Reading text:
Given an array A containing N integers. Find the maximum sum possible such that exact floor(N/2) elements are selected and no two selected elements are adjacent to each other. (if N = 5, then exactly 2 elements should be selected as floor(5/2) = 2) 
For a simpler version of this problem check out this.

Examples:

Input: A = [1, 2, 3, 4, 5, 6] 
Output: 12 
Explanation: 
Select 2, 4 and 6 making the sum 12.

Input : A = [-1000, -100, -10, 0, 10] 
Output :
Explanation: 
Select -10 and 10, making the sum 0. 

Approach:  



  • We will use the concept of dynamic programming. The following is how the dp states are defined:

dp[i][j] = maximum sum till index i such that j elements are selected 

  • Since no two adjacent elements can be selected :

dp[i][j] = max(a[i] + dp[i-2][j-1], dp[i-1][j])  

Below is the implementation of the above approach. 

C++




// C++ program to find maximum sum possible
// such that exactly floor(N/2) elements
// are selected and no two selected
// elements are adjacent to each other
#include <bits/stdc++.h>
using namespace std;
 
// Function return the maximum sum
// possible under given condition
int MaximumSum(int a[], int n)
{
    int dp[n + 1][n + 1];
 
    // Intitialising the dp table
    for (int i = 0; i < n + 1; i++)
    {
        for (int j = 0; j < n + 1; j++)
            dp[i][j] = INT_MIN;
    }
 
    // Base case
    for (int i = 0; i < n + 1; i++)
        dp[i][0] = 0;
 
    for (int i = 1; i <= n; i++)
    {
        for (int j = 1; j <= i; j++)
        {
            int val = INT_MIN;
 
            // Condition to select the current
            // element
            if ((i - 2 >= 0
                 && dp[i - 2][j - 1] != INT_MIN)
                                   || i - 2 < 0)
            {
                val = a[i - 1] +
                    (i - 2 >= 0 ?
                     dp[i - 2][j - 1] : 0);
            }
             
            // Condition to not select the
            // current element if possible
            if (i - 1 >= j)
            {
                val = max(val, dp[i - 1][j]);
            }
            dp[i][j] = val;
        }
    }
 
    return dp[n][n / 2];
}
 
//Driver code
int main()

Dataset section:
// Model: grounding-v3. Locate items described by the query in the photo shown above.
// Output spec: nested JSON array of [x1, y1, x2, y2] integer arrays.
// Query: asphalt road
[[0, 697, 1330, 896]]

Exercise directions: Pick up the article on choosing floor(N/2) non-adjacent elements for the maximum sum, and continue it from the point where it stops.

Final answer:
{
     
    int A[] = {1, 2, 3, 4, 5, 6};
     
    int N = sizeof(A) / sizeof(A[0]);
 
    cout << MaximumSum(A, N);
 
    return 0;
}

Java




// Java program to find maximum sum possible
// such that exactly Math.floor(N/2) elements
// are selected and no two selected
// elements are adjacent to each other
class GFG{
 
// Function return the maximum sum
// possible under given condition
static int MaximumSum(int a[], int n)
{
    int [][]dp = new int[n + 1][n + 1];
 
    // Intitialising the dp table
    for(int i = 0; i < n + 1; i++)
    {
       for(int j = 0; j < n + 1; j++)
          dp[i][j] = Integer.MIN_VALUE;
    }
 
    // Base case
    for(int i = 0; i < n + 1; i++)
       dp[i][0] = 0;
 
    for(int i = 1; i <= n; i++)
    {
       for(int j = 1; j <= i; j++)
       {
          int val = Integer.MIN_VALUE;
           
          // Condition to select the current
          // element
          if ((i - 2 >= 0 &&
            dp[i - 2][j - 1] != Integer.MIN_VALUE) ||
               i - 2 < 0)
          {
              val = a[i - 1] + (i - 2 >= 0 ?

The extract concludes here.